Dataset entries
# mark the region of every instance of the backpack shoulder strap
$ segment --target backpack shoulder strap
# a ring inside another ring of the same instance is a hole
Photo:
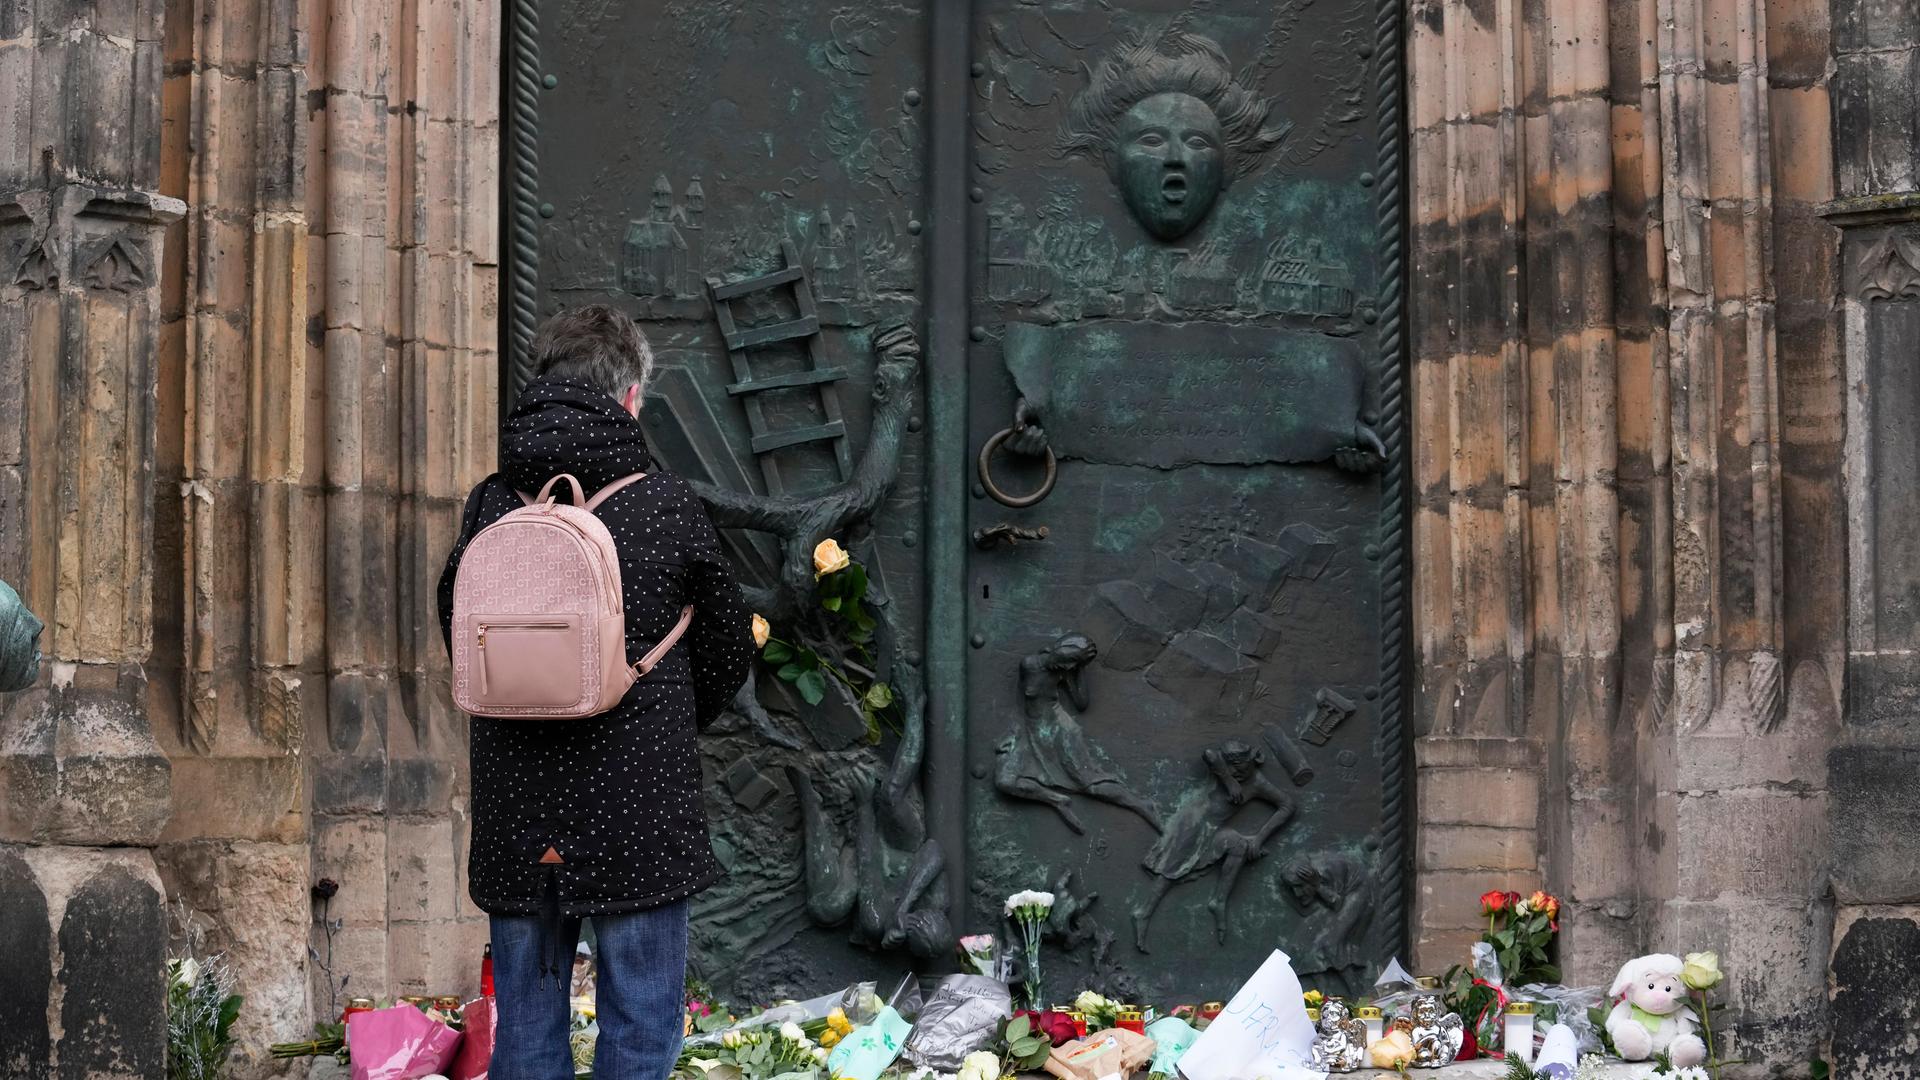
[[[628,479],[632,478],[629,477]],[[686,607],[680,609],[680,621],[673,624],[673,629],[667,631],[667,636],[661,638],[659,644],[647,650],[647,655],[641,657],[640,662],[633,665],[633,670],[639,675],[645,675],[647,672],[652,671],[653,666],[658,664],[660,659],[672,650],[674,643],[680,640],[680,635],[687,632],[687,624],[691,622],[693,622],[693,605],[688,604]]]
[[[623,476],[620,479],[615,480],[613,483],[608,484],[606,487],[603,487],[599,491],[596,491],[593,493],[593,498],[588,499],[586,502],[587,511],[591,513],[595,510],[600,509],[600,504],[603,502],[606,502],[609,498],[611,498],[614,492],[619,491],[621,488],[626,487],[628,484],[631,484],[636,480],[645,480],[646,478],[647,478],[646,473],[637,472],[637,473],[634,473],[632,476]]]

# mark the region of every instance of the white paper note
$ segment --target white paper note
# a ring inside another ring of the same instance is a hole
[[[1278,949],[1180,1058],[1187,1080],[1325,1080],[1308,1065],[1313,1022],[1300,977]]]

GOAL OF THE EXERCISE: Could you output exactly the lines from the one containing "--target white paper note" to the end of the entries above, both included, and no others?

SOLUTION TO THIS TASK:
$ segment --target white paper note
# a ring inside another ring of the same instance is a hole
[[[1278,949],[1180,1058],[1187,1080],[1325,1080],[1308,1065],[1313,1022],[1300,977]]]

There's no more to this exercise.